> [Source text]
** START **
I do not know if these thoughts are reconcilable, since the sanctions against Penn State emerged straight from the NCAA’s politburo in Indianapolis. I also do not know if these draconian measures really will succeed in resolving anything, and I do not know if they will even direct the conversation to the proper place, in regard to the issue of child abuse or the notion that the priorities of major college football programs are hopelessly skewed. Mark Emmert, the NCAA’s president, seemed to think that this would send a message to any programs that are “too big to fail”; having spent last week at the SEC’s football media days, I can assure you that Auburn is not planning on downsizing its weight room anytime soon.

So whether this litany of punishments lends any sort of moral structure to a situation that is entirely devoid of it, or it just piles another useless layer onto a patchwork of ethical failures, I cannot say. All the NCAA absolutely assured us when Emmert stood before a press conference on Monday morning is that Penn State will field a subpar football team for many years to come.

II. The irony of Emmert making an example out of Penn State — the irony inherent in this whole damned story, from November to now — is that Penn State strove so hard to be the example. Joe Paterno lobbied for the repeal of freshman eligibility; he long believed that grants-in-aid should be limited and that traveling squads should be cut down, and that the NCAA should do more to clean up the sport. “For years,” author Michael O’Brien wrote, “Joe seemed to be a voice in the wilderness, crying out for sanity in the operation of big-time college football.”
** END **
> [Record extracts]
** START **
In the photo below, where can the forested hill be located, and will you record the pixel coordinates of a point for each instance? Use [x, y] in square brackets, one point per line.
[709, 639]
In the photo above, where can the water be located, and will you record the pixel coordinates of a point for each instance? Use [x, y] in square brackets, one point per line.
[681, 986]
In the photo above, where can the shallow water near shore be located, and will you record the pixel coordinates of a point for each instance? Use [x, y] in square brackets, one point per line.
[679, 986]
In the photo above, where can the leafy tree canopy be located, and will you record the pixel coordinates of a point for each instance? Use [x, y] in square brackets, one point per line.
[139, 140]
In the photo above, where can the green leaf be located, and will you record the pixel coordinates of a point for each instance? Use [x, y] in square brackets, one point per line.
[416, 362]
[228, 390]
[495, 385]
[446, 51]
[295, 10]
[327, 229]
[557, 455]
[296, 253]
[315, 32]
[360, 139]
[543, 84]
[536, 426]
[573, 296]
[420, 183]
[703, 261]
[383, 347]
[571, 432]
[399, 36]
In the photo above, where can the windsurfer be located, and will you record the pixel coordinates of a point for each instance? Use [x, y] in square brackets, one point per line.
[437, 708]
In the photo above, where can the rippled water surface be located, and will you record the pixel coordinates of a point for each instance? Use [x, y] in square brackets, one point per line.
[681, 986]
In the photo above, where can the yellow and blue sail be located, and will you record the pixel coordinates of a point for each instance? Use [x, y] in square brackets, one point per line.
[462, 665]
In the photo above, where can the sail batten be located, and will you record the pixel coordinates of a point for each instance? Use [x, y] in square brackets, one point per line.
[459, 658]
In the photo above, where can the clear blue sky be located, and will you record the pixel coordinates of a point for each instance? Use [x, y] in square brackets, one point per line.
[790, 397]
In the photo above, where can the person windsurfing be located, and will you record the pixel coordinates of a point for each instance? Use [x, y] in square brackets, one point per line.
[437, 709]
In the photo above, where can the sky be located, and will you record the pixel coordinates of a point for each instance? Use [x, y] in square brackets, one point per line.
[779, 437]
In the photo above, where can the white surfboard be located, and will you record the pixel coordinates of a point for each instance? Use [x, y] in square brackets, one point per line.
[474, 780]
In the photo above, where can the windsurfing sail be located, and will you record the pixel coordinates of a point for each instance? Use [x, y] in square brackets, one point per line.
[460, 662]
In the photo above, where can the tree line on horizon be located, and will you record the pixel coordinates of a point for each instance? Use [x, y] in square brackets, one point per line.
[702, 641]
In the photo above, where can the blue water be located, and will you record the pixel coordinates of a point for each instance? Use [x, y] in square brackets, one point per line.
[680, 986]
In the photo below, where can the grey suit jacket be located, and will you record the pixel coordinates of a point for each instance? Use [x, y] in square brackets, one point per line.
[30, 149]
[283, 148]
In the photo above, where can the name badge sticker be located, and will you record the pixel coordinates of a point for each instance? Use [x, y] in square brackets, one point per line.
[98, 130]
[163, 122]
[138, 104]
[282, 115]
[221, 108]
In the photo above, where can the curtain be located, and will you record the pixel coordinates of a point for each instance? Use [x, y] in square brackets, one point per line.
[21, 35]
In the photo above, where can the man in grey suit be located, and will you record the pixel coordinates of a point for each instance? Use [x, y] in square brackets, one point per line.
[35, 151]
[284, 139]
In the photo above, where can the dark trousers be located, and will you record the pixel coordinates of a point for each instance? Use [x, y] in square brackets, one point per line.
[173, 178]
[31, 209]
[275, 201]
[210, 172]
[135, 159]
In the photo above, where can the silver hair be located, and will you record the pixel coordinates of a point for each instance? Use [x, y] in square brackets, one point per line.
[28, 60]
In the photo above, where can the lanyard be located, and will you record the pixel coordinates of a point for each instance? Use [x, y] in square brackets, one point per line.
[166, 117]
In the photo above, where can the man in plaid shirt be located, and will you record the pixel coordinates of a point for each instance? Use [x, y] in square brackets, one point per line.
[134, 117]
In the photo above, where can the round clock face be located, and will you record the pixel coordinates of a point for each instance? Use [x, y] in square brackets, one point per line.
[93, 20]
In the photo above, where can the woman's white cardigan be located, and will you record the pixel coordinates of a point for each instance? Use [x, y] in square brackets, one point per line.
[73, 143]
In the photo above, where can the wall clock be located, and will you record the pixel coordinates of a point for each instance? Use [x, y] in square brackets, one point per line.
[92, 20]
** END **
** START **
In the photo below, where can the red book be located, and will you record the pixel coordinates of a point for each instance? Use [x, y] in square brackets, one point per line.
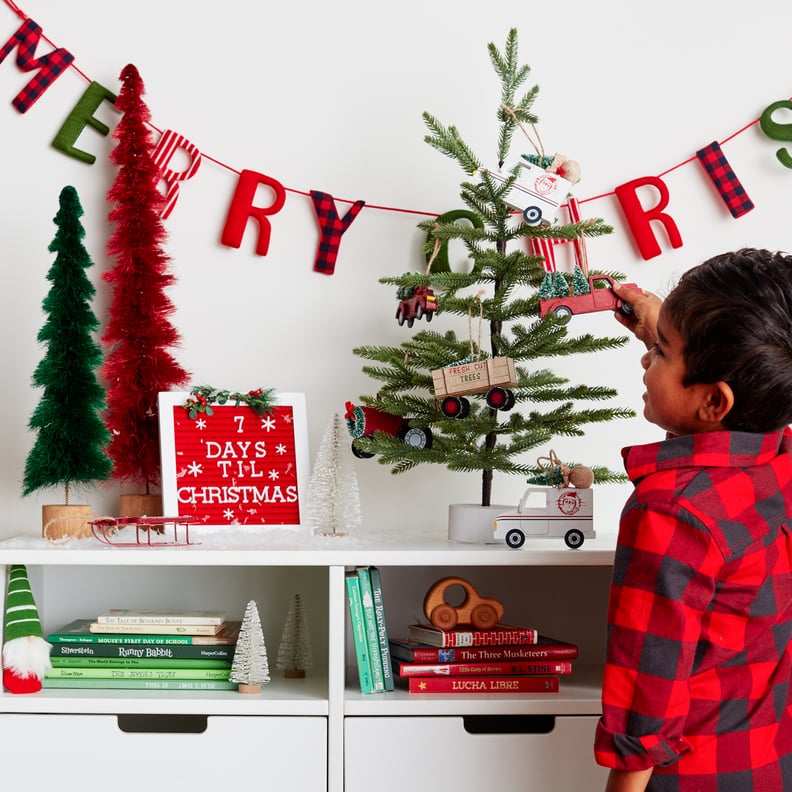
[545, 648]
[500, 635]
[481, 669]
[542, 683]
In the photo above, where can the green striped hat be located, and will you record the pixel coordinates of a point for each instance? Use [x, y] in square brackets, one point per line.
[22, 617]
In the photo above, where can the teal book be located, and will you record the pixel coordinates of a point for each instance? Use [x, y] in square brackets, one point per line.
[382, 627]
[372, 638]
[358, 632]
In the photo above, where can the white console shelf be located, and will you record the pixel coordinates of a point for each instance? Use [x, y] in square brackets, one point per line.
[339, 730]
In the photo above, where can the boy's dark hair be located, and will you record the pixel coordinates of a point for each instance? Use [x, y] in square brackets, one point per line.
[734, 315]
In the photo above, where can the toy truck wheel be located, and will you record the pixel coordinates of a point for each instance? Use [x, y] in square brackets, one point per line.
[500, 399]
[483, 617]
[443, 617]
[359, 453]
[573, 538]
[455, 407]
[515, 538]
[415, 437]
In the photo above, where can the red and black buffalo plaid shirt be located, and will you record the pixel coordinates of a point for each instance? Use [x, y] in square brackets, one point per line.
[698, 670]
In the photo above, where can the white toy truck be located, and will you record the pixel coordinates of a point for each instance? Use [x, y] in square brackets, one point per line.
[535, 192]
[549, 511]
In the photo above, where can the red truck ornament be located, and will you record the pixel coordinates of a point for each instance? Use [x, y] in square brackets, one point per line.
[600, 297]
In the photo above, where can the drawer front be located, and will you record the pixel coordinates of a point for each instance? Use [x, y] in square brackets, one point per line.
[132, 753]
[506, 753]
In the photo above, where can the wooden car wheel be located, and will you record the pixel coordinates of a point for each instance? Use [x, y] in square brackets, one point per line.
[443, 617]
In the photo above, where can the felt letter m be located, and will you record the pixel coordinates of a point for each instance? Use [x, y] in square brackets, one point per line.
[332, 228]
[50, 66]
** END **
** START **
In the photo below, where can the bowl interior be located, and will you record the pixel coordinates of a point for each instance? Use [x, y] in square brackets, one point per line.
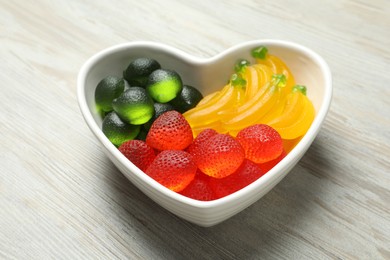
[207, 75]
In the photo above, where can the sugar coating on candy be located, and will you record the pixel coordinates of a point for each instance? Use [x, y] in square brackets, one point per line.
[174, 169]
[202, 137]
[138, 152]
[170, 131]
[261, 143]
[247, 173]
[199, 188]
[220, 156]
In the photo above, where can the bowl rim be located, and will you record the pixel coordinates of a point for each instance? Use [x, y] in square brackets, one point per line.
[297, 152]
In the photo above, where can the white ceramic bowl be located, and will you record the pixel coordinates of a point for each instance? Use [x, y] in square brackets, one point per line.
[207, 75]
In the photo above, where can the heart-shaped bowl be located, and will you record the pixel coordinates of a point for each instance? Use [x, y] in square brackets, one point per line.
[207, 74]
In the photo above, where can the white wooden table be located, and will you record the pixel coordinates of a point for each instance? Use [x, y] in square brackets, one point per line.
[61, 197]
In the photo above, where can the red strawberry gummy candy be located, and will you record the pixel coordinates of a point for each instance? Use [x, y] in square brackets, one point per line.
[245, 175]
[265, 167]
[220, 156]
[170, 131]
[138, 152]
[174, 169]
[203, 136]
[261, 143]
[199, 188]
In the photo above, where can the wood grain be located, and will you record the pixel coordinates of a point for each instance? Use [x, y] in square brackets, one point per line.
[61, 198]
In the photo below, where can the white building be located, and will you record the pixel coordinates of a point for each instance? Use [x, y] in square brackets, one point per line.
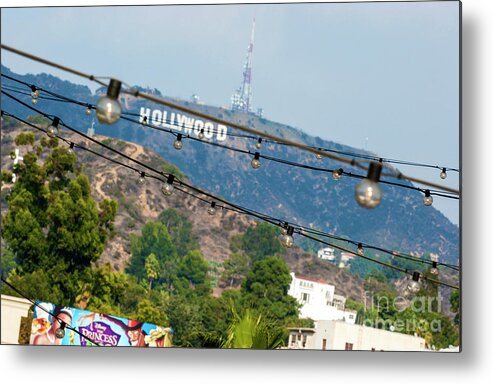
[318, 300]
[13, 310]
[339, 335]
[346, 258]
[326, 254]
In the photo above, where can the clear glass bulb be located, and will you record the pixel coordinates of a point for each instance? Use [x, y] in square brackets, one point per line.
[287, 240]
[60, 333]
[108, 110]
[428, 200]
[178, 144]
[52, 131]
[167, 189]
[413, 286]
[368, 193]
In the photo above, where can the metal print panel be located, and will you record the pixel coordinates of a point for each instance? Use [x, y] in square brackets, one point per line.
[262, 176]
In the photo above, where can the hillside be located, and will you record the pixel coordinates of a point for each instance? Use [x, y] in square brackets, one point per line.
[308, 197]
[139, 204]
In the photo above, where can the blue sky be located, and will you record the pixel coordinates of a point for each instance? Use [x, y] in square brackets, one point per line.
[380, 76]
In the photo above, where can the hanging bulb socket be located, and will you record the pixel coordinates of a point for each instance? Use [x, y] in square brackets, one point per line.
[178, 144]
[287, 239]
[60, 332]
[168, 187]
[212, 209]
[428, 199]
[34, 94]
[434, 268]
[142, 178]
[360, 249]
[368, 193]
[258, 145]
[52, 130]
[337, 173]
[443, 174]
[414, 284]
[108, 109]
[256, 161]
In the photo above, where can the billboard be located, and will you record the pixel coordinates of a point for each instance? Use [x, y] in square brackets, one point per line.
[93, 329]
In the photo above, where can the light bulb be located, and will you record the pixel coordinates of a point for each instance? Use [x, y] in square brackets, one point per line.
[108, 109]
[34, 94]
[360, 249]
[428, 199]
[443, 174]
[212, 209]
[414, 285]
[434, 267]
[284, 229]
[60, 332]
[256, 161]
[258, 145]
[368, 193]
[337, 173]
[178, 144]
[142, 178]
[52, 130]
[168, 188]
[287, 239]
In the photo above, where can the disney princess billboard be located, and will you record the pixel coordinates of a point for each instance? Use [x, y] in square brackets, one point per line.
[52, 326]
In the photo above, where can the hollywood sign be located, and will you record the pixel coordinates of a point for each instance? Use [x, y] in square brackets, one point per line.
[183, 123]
** END **
> [What you will do] Extend the essay on the Penn State sanctions, picking up after its final sentence. The rows were drawn from a different source than the essay on the Penn State sanctions.

> [Result of the task]
At some point, the powers that be at Penn State got so caught up in this meme that they apparently forgot it could not subsist on words alone; now that Paterno is gone, his last best chance to reform big-time college football is to be remembered as one of the worst villains the sport has ever known.

I suppose that is a rather severe existential punishment in itself.

III. Here are some questions that came to mind immediately after Emmert’s press conference: Since the NCAA is stripping Penn State of a portion of its football scholarships, and since the NCAA believes that Penn State needs to reset its culture, and by proxy the culture at large, should that money be applied toward academic scholarships instead? How will the NCAA use these sanctions to emphasize a message of restraint and perspective in athletics? To what charitable causes, exactly, does the money from Penn State’s fine go? And what actions will the NCAA take, specifically, to combat sexual abuse going forward?

Is all of this just a bold stroke of vengeance, or is there a purpose behind it?

IV. That people spent several days arguing about the presence of a fucking statue is proof that the more deep-rooted questions are going to be incredibly difficult to focus on. Let me assure you that many of us with deep ties to the university were not particularly concerned with the statue, one way or another; it was an embarrassing little sideshow made for talk radio. All this argument served to do was to frame the irrational extremes: those for whom this scandal is just another cause for staged cage matches, both in print and on air; and those blind loyalists who refuse to acknowledge any of the revelations of the Freeh Report and wind up promoting a stereotype about the entire region.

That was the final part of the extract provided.